**Exercise instructions:**
a) Quote the passage of the diabetes prediction excerpt that opens with the words containing "1.3. Significance of" and closes with "lowering healthcare costs associated with diabetes management.".
b) Write what comes next in the diabetes prediction excerpt, picking up after its last sentence.
[[ Excerpt open ]]
1.3. Significance of Our Study

A diabetes prediction framework that incorporates computational intelligence methods can potentially improve the accuracy of diabetes predictions and lead to earlier disease detection and better management of the disease. This framework can also aid healthcare professionals and researchers in identifying individuals at high risk of developing diabetes and in developing more effective diabetes prevention and treatment strategies. By identifying high-risk individuals early and providing targeted interventions, the framework can help personalise diabetes prevention and treatment strategies, ultimately reducing the disease burden on individuals and society and lowering healthcare costs associated with diabetes management.

1.4. Research Objectives

The main objective of a diabetes prediction framework is to use computational intelligence techniques, such as machine learning and artificial intelligence, to predict the probability of an individual developing diabetes. The framework can be applied for early disease detection, risk assessment, and the development of effective diabetes prevention and treatment strategies. It can assist healthcare professionals and researchers in identifying high-risk individuals and in providing targeted interventions to those most likely to benefit. By providing an accurate and efficient way of identifying individuals at risk of developing diabetes, the framework can help personalise diabetes prevention and treatment strategies and, ultimately, reduce the disease burden on individuals and society, as well as lower healthcare costs associated with diabetes management.

2. Literature Review

Research on the early prediction of diabetes has been increasing in recent years, but it is still in its infancy. Fungal infections can affect different body parts, including skin, hair, nails, respiratory, digestive, and bloodstream. Different types of fungi, such as dermatophytes, yeasts, and moulds cause fungal infections. Some of the most common fungal infections that affect humans include athlete’s foot, ringworm, candidiasis, aspergillosis, and histoplasmosis [7].

Diabetic retinopathy is a common complication of diabetes mellitus, which affects the retina’s blood vessels and can lead to vision loss. In some cases, there may be neurovascular damage that is not visible on ophthalmoscopy but can still lead to functional and structural changes in the retina [8].

Diabetes is a chronic condition that affects the body’s ability to process glucose (sugar) in the blood, leading to high blood sugar levels. Diabetes can cause damage to various organs and systems in the body, including the cardiovascular system, kidneys, eyes, and nervous system. Proper nutrition is crucial in managing diabetes, as it can help control blood sugar levels and prevent complications. The Nutrition Diet Expert System (NDES) is a tool that healthcare professionals can use to calculate the calorie requirements of diabetic patients and recommend the best diet plan to control diabetes. The system considers various factors, such as age, weight, height, physical activity level, and blood sugar control goals, to create a personalised diet plan for the individual [9].

The article describes a study in which the authors developed a prediction model for type 2 diabetes mellitus in prediabetes patients in Oman, using artificial neural networks and six different machine learning classifiers. The study used data from a sample of 500 prediabetes patients in Oman and compared the performance of the different classifiers in predicting the development of type 2 diabetes mellitus in these patients [10].
[[ Excerpt closed ]]
[[ Given records open ]]
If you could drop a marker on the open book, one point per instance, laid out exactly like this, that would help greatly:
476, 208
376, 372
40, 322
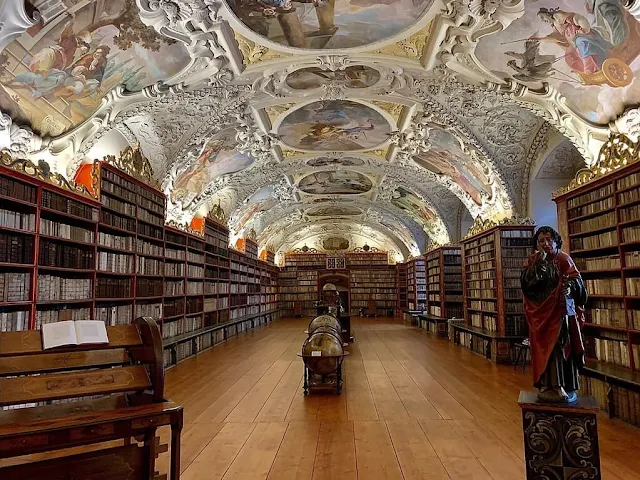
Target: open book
73, 333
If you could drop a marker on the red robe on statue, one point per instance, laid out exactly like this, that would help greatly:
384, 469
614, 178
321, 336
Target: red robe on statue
544, 318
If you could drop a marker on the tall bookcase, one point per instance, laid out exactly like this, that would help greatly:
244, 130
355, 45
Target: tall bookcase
401, 284
494, 313
600, 226
65, 255
417, 284
444, 282
372, 283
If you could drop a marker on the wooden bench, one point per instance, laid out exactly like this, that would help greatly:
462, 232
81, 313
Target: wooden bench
494, 346
125, 379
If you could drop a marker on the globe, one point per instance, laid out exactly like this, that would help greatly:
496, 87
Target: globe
330, 353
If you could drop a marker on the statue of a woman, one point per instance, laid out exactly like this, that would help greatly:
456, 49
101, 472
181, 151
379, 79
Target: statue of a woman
554, 299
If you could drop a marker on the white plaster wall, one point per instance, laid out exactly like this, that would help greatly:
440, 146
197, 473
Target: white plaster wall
541, 207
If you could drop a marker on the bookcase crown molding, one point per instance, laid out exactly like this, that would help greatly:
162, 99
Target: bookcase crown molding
616, 153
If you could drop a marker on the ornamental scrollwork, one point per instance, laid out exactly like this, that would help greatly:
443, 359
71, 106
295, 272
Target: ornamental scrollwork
616, 153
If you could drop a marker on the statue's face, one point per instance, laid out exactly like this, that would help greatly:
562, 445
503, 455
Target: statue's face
547, 244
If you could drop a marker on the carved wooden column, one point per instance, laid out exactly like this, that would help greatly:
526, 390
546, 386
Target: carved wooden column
560, 440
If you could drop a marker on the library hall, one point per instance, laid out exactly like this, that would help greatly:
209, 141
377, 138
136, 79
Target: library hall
258, 240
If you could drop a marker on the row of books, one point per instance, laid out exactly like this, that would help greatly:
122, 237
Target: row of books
62, 230
17, 190
181, 326
631, 234
606, 262
119, 206
604, 286
16, 248
605, 239
606, 312
120, 242
64, 255
15, 286
594, 223
114, 262
609, 351
591, 196
18, 220
195, 257
213, 303
153, 310
54, 288
592, 208
150, 266
14, 321
65, 204
61, 315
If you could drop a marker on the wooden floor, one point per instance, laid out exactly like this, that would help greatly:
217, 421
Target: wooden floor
413, 407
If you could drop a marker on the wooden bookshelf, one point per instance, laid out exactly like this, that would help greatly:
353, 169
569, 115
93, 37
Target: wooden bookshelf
417, 284
372, 289
491, 265
68, 256
444, 282
600, 226
401, 284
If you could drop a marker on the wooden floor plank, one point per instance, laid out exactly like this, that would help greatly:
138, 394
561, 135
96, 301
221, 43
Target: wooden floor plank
413, 407
335, 455
256, 457
296, 456
375, 456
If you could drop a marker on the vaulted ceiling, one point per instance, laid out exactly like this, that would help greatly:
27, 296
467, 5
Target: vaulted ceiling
324, 122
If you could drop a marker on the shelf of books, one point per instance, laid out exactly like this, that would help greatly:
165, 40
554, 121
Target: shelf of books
493, 308
372, 284
417, 284
600, 226
68, 256
444, 289
401, 284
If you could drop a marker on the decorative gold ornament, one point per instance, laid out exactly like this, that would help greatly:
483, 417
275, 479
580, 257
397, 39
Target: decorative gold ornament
411, 47
288, 153
380, 152
185, 228
254, 52
133, 162
393, 109
619, 151
274, 111
42, 171
480, 225
217, 214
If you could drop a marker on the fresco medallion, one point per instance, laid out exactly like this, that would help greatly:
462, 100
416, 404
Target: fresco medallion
334, 125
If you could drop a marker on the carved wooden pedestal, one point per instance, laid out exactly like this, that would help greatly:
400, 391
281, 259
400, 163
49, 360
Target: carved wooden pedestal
560, 441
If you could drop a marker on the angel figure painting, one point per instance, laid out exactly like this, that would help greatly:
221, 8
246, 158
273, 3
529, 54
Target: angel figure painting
447, 158
53, 77
217, 158
587, 49
335, 183
334, 125
261, 201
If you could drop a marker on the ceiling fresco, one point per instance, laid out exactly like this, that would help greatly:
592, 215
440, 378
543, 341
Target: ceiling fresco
55, 76
334, 125
355, 76
338, 182
589, 50
328, 24
377, 121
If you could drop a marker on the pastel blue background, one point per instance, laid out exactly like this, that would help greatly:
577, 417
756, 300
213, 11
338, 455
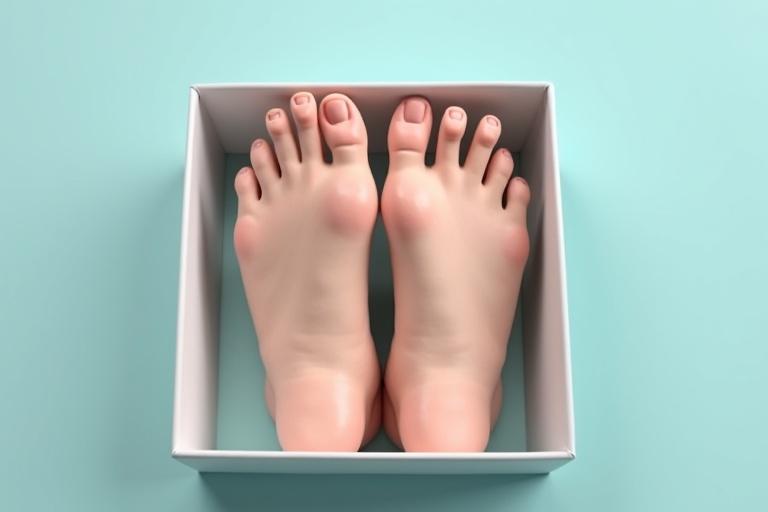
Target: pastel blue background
662, 111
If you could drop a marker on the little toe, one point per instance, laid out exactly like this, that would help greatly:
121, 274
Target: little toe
247, 189
452, 129
409, 133
486, 135
518, 197
282, 137
343, 129
264, 166
498, 173
304, 110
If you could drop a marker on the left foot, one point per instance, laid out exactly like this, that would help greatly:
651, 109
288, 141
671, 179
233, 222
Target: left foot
457, 261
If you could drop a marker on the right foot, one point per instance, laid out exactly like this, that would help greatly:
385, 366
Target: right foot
302, 239
457, 261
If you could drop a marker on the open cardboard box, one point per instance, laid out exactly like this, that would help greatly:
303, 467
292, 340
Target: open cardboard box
223, 120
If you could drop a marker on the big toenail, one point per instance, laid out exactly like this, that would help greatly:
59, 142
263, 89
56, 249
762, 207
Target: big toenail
336, 111
415, 110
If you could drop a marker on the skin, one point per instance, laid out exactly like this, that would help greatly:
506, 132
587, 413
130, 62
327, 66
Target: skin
302, 239
457, 258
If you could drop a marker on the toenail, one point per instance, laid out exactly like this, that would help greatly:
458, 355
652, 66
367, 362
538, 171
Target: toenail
414, 111
336, 111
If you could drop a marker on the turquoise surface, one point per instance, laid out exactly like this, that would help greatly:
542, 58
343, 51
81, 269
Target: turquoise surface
662, 111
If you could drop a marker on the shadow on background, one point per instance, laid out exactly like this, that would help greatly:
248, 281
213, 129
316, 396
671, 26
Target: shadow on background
369, 492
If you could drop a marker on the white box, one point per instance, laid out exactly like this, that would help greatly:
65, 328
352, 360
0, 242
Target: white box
224, 119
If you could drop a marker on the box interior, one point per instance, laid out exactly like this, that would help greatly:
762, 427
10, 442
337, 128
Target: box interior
219, 405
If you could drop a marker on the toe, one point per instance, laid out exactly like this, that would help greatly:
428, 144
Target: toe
498, 174
518, 197
264, 166
409, 133
247, 189
343, 129
304, 110
449, 138
285, 145
486, 135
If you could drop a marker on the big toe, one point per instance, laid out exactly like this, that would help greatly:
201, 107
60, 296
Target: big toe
343, 129
409, 132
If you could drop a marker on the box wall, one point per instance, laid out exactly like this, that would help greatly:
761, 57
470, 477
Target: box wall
213, 132
199, 286
544, 300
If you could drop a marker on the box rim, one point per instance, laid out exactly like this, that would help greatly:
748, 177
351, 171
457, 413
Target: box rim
196, 99
424, 456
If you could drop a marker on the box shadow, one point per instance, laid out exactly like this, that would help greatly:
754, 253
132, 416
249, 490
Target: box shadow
231, 491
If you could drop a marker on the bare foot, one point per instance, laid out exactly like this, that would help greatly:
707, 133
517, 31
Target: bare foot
302, 239
457, 261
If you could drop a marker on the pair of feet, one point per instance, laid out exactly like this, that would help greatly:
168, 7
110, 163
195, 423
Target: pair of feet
458, 249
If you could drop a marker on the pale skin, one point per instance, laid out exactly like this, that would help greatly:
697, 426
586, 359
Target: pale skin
302, 239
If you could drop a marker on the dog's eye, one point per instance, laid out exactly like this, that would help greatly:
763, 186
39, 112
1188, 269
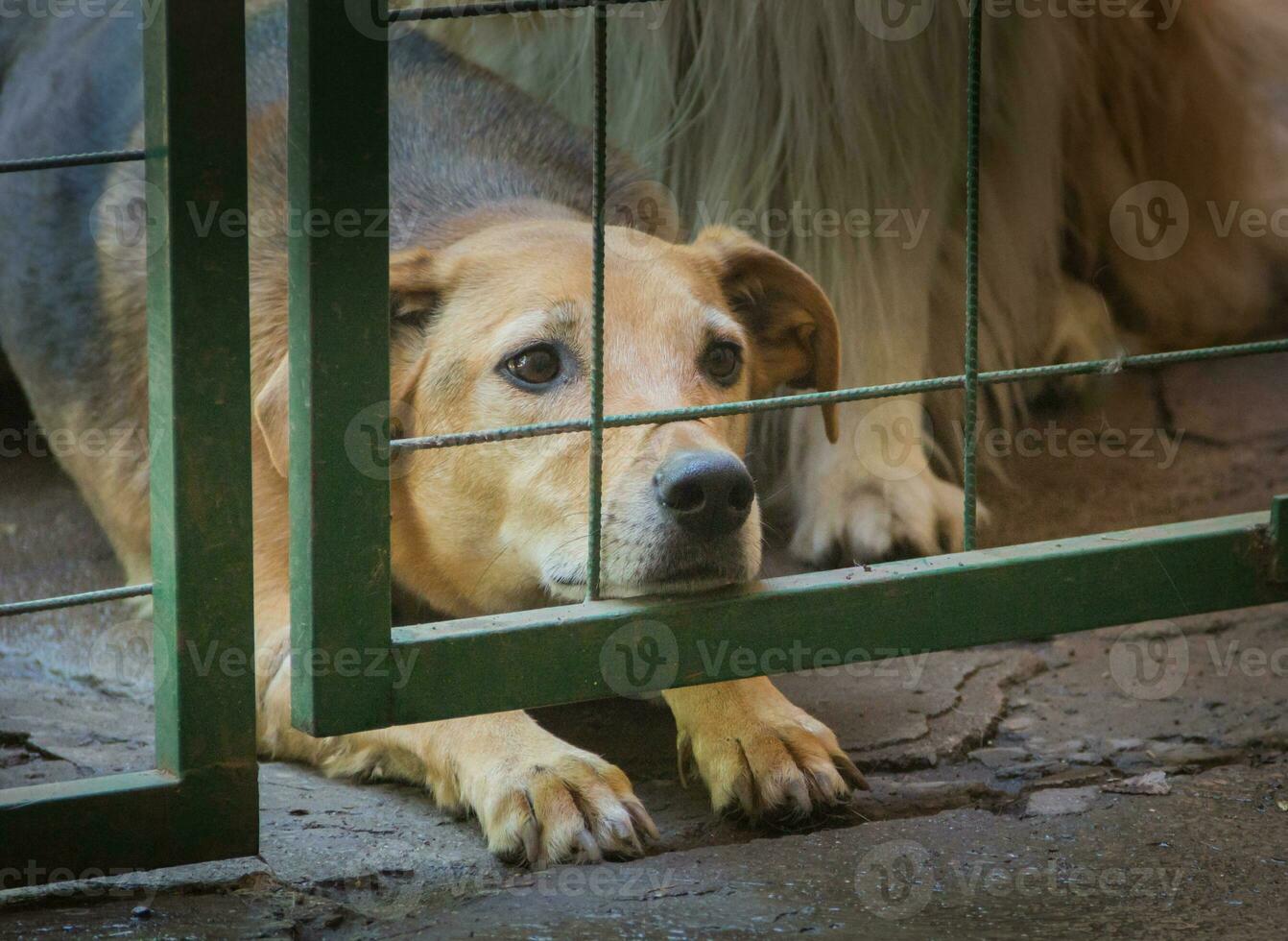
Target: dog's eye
723, 362
538, 365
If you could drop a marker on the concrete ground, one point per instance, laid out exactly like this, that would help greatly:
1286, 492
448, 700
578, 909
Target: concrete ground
1017, 790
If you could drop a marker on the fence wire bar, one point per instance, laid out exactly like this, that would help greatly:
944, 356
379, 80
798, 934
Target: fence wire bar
843, 396
970, 417
25, 607
597, 327
501, 8
70, 160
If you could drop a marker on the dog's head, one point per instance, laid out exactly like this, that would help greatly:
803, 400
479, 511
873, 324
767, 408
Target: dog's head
494, 330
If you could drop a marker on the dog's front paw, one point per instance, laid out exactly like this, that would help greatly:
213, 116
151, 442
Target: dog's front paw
855, 518
545, 802
760, 755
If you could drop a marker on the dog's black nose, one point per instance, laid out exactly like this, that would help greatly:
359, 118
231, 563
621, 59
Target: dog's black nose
707, 493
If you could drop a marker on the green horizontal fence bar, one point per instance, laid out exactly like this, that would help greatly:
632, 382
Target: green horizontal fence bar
466, 11
203, 801
339, 360
1028, 591
855, 395
123, 824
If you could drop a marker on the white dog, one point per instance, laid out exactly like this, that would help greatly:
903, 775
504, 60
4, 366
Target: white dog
1127, 145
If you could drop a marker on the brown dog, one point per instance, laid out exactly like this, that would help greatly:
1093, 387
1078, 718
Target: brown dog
489, 326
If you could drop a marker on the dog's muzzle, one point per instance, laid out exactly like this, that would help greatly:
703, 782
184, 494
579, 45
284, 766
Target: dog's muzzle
707, 494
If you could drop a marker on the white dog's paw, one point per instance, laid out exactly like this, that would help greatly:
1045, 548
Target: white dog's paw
1082, 329
759, 753
552, 805
863, 519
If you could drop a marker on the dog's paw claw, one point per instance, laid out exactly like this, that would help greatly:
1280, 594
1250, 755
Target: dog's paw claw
775, 767
877, 521
576, 808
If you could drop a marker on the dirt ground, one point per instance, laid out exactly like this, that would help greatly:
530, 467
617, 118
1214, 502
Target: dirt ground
997, 805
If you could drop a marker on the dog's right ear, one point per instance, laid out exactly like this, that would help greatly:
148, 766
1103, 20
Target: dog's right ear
417, 286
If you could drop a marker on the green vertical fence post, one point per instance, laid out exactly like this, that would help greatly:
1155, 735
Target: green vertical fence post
971, 370
199, 388
594, 548
339, 354
202, 802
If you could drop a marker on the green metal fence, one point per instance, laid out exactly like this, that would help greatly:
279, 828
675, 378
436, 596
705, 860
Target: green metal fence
202, 802
340, 516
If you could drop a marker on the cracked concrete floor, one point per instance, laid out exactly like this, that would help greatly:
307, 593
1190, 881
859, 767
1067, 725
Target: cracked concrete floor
994, 772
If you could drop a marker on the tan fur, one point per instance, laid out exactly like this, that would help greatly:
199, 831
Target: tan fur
475, 530
759, 105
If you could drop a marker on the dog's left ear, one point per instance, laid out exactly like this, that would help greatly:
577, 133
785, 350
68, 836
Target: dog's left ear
417, 286
786, 312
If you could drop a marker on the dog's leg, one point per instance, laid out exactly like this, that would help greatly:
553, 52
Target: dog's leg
759, 753
537, 798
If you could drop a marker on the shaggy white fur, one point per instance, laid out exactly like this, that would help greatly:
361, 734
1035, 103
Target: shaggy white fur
840, 141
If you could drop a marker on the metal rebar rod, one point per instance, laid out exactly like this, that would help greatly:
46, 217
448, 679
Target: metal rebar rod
971, 357
597, 334
26, 607
70, 160
841, 396
497, 8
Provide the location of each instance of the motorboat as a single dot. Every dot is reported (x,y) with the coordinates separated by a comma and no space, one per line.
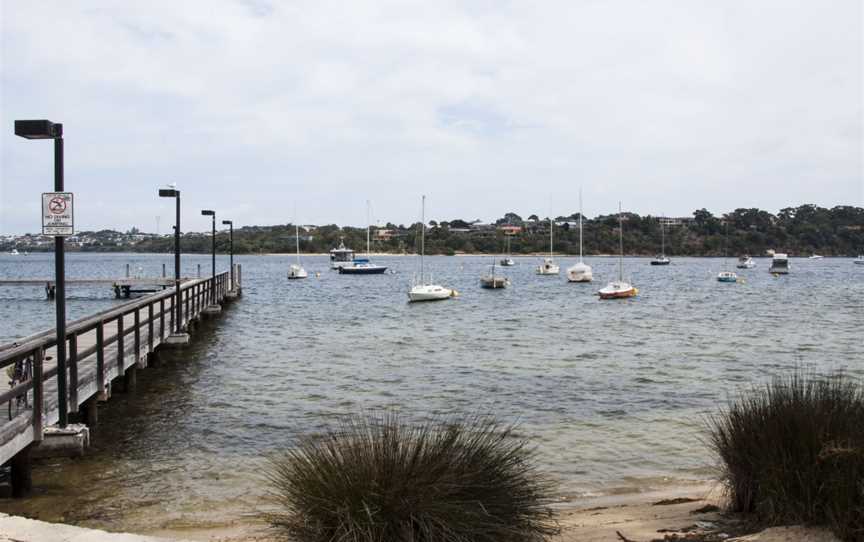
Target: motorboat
(580,272)
(341,256)
(619,289)
(426,291)
(507,261)
(779,264)
(295,270)
(661,259)
(362,266)
(549,267)
(493,281)
(727,276)
(745,262)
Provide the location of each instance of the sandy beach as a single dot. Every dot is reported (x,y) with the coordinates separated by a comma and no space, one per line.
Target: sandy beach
(688,513)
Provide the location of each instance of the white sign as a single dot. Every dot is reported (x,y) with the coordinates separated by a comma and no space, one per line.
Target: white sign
(57,216)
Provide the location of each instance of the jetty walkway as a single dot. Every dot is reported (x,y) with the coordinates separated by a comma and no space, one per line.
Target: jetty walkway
(104,351)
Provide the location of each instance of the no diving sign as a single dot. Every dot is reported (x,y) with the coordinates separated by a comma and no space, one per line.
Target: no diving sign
(57,216)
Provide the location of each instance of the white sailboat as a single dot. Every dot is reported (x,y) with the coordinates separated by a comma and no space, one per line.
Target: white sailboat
(580,272)
(549,267)
(507,261)
(362,266)
(295,270)
(661,259)
(422,290)
(619,289)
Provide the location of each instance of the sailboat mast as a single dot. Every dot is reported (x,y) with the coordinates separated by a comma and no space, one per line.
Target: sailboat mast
(580,225)
(297,237)
(620,245)
(422,235)
(662,238)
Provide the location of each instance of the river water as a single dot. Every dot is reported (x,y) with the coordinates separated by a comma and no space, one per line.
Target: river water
(613,393)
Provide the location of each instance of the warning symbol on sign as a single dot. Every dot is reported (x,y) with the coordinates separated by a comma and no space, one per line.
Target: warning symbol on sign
(57,216)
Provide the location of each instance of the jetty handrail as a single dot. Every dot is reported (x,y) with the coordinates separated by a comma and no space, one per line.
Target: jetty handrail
(48,339)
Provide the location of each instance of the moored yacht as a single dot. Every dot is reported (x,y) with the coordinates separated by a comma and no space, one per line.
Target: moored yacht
[[ Given records closed ]]
**Answers by item:**
a)
1.3. Significance of Our Study

A diabetes prediction framework that incorporates computational intelligence methods can potentially improve the accuracy of diabetes predictions and lead to earlier disease detection and better management of the disease. This framework can also aid healthcare professionals and researchers in identifying individuals at high risk of developing diabetes and in developing more effective diabetes prevention and treatment strategies. By identifying high-risk individuals early and providing targeted interventions, the framework can help personalise diabetes prevention and treatment strategies, ultimately reducing the disease burden on individuals and society and lowering healthcare costs associated with diabetes management.

b)
Veena V. and Anjali C. developed a system for predicting diabetes mellitus using the AdaBoost algorithm and decision trees. Their main goal was to create a system that would provide high accuracy in predicting diabetes. They trained the model on a dataset of 768 instances. The accuracy of their model was around 80.72%. The AdaBoost approach, combined with the decision stump algorithm, yielded the best prediction accuracy in their investigation, outperforming SVM, Naive Bayes, and the decision tree algorithm [11].

G. Woldemichael and S. Menaria discussed the use of data mining techniques to predict the onset of diabetes. The authors used a dataset containing information about patients’ demographic characteristics, lifestyle habits, and medical history, and applied various data mining techniques, including a decision tree, k-nearest neighbors, and support vector machine, to analyse the data [12].

B. V. Baiju and D. J. Aravindhar proposed a new approach to predicting diabetes using data mining techniques. The authors used a dataset containing medical information about patients, including demographic characteristics, lifestyle habits, and medical history, and applied various data mining techniques, including decision tree, k-nearest neighbors, and support vector machine, to analyse the data. The authors introduced a new measure called the “disease influence measure” (DIM), which considers the influence of other diseases on the development of diabetes [13].

The authors found that the decision tree algorithm had the highest accuracy in predicting diabetes, followed by the k-nearest neighbors and support vector machine algorithms. They also performed feature selection to identify the most important predictors of diabetes and found that age, body mass index (BMI), and glucose level were the most important predictors. The authors concluded that data mining techniques can be useful in predicting diabetes and that the decision tree algorithm is particularly effective in this task. They suggested that their findings could be used to develop decision-support systems that could aid in diagnosing and treating the disease [14].

G. G. Ladha and R. Kumar Singh Pippal reviewed various data mining techniques for predicting diabetes, including decision trees, artificial neural networks, and logistic regression. They discussed each technique’s advantages and limitations, highlighting the importance of feature selection and parameter tuning in achieving high accuracy. The authors also reviewed various studies that had used data mining techniques to predict diabetes and highlighted the high accuracy achieved by some of these studies. They concluded that data mining techniques could effectively predict diabetes, and that further research is needed to develop more accurate and robust models for predicting the disease [15].

The paper described a study in which the authors used data mining techniques to analyse a large dataset of patient information to detect diabetes. The authors used various classification algorithms, such as decision trees, random forest, and artificial neural networks, to classify patients as diabetic or non-diabetic, based on their medical history, clinical measurements, and demographic information. The authors also performed feature selection to identify the most important predictors of diabetes and found that age, BMI, and glucose level were the most important predictors. They also used cross-validation to evaluate the performance of the classification algorithms and found that random forest performed the best in terms of accuracy and sensitivity [16].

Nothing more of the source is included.